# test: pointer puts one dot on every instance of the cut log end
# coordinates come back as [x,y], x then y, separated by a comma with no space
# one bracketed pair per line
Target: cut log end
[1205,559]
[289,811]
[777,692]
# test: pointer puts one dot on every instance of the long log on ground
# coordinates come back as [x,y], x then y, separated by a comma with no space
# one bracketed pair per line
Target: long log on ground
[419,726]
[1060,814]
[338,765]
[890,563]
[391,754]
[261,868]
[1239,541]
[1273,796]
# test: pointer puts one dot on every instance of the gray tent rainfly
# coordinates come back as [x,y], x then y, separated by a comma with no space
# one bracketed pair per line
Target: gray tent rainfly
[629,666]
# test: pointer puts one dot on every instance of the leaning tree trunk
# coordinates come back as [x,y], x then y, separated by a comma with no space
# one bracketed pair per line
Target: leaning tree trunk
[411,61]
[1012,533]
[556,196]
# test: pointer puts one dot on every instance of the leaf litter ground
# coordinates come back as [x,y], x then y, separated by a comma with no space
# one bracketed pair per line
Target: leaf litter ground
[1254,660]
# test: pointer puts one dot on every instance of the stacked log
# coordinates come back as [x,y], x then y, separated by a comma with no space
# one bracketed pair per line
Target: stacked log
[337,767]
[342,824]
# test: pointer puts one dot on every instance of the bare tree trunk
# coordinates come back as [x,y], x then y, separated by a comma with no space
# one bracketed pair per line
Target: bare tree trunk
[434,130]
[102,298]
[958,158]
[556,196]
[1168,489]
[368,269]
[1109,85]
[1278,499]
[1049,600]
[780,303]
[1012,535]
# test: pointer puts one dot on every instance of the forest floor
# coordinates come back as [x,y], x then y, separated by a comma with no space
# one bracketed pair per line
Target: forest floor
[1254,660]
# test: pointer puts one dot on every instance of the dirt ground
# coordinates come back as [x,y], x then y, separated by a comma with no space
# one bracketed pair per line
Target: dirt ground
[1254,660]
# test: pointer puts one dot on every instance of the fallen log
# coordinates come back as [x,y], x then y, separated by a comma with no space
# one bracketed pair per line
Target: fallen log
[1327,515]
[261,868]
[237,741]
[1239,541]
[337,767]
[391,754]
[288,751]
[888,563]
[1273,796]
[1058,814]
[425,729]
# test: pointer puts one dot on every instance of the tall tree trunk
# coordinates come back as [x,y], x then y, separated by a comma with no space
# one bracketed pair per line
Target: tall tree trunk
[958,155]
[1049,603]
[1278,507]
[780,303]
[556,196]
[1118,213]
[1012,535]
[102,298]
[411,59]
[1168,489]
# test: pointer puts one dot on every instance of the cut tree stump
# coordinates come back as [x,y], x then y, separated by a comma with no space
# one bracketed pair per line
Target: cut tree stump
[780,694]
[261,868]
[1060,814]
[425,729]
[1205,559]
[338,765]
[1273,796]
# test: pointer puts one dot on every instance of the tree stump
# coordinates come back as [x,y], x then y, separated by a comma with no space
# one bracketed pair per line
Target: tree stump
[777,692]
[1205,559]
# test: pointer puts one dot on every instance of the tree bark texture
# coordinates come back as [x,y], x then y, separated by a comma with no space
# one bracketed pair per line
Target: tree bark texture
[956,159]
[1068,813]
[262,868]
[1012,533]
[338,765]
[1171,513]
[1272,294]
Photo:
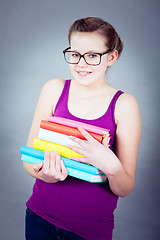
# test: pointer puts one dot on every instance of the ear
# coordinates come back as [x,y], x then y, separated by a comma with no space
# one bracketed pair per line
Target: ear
[112,57]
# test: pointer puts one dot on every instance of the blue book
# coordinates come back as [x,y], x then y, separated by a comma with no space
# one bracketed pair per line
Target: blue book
[33,155]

·····

◆ **What the task asks**: Retype the line containing "the dirt ground" and all lines after it through the end of the material, exactly and only those, leaving out pictures.

◆ **Written response**:
# test: pointer puts one dot on every instance of the dirt ground
# coordinates come back as [x,y], x then y, separated by a comma with no space
# one bracketed pair per line
Target: dirt ground
[1254,660]
# test: pointer puts one dot on every instance of the fallen log
# coordinates come back as [x,y], x then y, separated by a comma with no space
# one bracketed pair per line
Target: fallen log
[1327,515]
[261,868]
[237,741]
[1239,541]
[337,767]
[391,754]
[288,751]
[888,563]
[1273,796]
[1058,814]
[425,729]
# test: pointer puts one dot on every instance of the tall tree trunk
# coordinates come back as [x,y], x then y, separated by a comma with no space
# one bracketed pair per line
Target: tall tree trunk
[958,155]
[1049,603]
[1278,507]
[780,303]
[556,196]
[1118,213]
[1012,535]
[102,298]
[411,59]
[1168,489]
# test: pointer puts one dot on every instance of the cut tree stump
# coordinates come back as [x,y], x then y, separated by a comma with no space
# one bracketed pair per line
Target: cut tree stump
[780,694]
[261,868]
[1060,814]
[425,729]
[1205,559]
[338,765]
[1273,796]
# test: pointer puts one dot on every instance of the tree stump
# coordinates come back as [x,y], x then y, separated by a comma with no space
# one bracketed pair per line
Target: tree stump
[777,692]
[1205,559]
# test: pointer puts one dot on every instance of the tree bark texture
# coordinates come back as [x,y], x then y, separated by a comma with no space
# one bracketed pair per line
Target: tree bark texture
[956,159]
[1068,813]
[262,868]
[1012,533]
[338,765]
[1171,513]
[1272,294]
Photo:
# test: pointer puts one dot on every instance of the ear
# coordinates come back as [x,y], x then y, separated by a comma with no space
# one bracketed pair per line
Target: ear
[112,57]
# test: pointer puts one dot on every instance of the blue book
# coordinates come back as [x,y], x then y, separated by a comma with no space
# one bracketed pair per line
Target: blue book
[33,155]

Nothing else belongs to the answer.